*** Input for this task Section Begins ***

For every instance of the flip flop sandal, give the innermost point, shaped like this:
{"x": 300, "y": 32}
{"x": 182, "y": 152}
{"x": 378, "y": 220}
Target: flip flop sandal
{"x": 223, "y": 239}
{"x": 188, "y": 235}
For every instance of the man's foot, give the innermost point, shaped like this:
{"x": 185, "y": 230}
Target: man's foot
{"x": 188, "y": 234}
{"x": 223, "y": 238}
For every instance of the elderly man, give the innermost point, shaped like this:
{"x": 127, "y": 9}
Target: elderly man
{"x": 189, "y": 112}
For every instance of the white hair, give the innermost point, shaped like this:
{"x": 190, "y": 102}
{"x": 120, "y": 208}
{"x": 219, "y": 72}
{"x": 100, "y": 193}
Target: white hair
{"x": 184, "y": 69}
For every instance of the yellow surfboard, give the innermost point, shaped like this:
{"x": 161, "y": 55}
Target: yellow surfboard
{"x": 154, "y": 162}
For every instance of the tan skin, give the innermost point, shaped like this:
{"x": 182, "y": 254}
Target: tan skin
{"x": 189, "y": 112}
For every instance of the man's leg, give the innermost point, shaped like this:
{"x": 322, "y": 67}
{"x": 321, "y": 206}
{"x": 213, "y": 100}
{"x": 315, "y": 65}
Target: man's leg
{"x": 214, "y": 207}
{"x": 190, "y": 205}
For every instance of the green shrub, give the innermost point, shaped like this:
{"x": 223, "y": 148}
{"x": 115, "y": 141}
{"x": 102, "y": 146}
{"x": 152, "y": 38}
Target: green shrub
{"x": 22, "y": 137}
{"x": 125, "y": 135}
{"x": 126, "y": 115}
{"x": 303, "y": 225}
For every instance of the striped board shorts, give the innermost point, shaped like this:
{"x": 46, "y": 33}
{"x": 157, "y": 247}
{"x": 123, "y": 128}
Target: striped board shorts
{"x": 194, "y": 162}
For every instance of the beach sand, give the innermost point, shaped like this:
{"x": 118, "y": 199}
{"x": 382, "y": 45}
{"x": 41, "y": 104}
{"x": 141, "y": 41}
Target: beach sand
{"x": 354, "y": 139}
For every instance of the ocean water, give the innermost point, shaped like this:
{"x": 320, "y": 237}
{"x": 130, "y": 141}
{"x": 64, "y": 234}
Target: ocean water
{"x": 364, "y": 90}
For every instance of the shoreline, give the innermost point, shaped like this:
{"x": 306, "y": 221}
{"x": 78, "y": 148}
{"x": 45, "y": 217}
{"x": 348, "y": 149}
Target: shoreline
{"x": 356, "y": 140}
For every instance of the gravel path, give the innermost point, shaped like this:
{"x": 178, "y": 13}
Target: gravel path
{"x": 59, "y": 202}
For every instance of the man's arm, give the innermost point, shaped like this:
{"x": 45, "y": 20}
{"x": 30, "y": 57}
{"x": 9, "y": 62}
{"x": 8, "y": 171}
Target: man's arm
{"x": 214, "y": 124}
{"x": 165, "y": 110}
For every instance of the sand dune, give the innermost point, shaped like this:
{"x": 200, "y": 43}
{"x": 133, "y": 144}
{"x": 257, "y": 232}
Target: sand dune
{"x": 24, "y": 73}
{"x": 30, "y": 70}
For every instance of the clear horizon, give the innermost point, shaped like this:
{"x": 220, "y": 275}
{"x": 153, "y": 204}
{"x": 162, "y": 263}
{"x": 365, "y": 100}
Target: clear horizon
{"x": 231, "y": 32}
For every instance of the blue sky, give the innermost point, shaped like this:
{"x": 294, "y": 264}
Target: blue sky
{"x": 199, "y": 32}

*** Input for this task Section Ends ***
*** Input for this task Section Begins ***

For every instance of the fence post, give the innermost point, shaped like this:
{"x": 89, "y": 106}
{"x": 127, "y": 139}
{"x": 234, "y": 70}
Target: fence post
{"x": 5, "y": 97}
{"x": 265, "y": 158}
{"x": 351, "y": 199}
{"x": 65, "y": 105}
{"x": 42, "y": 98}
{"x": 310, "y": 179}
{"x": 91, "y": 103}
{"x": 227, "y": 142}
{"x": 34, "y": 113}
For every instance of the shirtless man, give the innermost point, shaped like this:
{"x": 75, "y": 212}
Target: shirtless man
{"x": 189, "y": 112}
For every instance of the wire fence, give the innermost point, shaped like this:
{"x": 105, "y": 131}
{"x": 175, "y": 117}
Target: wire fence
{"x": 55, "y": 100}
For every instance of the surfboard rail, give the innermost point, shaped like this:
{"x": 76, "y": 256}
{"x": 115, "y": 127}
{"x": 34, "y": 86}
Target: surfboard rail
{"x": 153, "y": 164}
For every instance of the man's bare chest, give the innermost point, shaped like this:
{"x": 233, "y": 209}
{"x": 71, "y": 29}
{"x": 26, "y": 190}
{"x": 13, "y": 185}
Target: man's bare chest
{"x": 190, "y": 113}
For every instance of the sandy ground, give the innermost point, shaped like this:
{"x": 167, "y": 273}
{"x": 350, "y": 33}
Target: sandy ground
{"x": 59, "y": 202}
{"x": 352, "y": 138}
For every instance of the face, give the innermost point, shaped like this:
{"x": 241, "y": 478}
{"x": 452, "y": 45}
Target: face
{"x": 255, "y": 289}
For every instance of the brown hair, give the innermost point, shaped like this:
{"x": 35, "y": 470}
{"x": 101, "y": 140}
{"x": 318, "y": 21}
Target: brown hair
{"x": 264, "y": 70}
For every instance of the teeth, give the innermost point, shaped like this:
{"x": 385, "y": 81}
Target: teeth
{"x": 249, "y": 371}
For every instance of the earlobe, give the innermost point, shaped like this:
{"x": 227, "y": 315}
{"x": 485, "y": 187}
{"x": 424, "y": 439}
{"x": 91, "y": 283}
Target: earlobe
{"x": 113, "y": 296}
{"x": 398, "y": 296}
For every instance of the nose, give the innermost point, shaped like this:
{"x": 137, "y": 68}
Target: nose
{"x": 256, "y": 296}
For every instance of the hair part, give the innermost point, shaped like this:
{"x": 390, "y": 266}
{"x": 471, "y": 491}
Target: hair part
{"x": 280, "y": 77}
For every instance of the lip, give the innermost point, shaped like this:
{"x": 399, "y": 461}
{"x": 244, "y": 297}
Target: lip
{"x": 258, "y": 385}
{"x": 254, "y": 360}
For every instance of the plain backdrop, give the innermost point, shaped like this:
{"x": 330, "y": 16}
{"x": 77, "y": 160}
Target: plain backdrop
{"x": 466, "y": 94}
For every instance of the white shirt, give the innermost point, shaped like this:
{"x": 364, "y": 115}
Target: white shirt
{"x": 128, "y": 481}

*** Input for this task Section Ends ***

Out of the data above, transcribe exactly and only the lines starting with the line that has "For every instance of the white hair, give" and going on through the line that has "For every instance of the tan", both included.

▶ [Problem solution]:
For every instance of the white hair, give the innermost point, shaped like this:
{"x": 190, "y": 102}
{"x": 120, "y": 208}
{"x": 219, "y": 72}
{"x": 100, "y": 193}
Target: white hair
{"x": 184, "y": 69}
For every instance of the yellow surfboard, give the innermost point, shaped like this:
{"x": 161, "y": 55}
Target: yellow surfboard
{"x": 154, "y": 162}
For every instance of the tan skin, give the innermost point, shaped like this:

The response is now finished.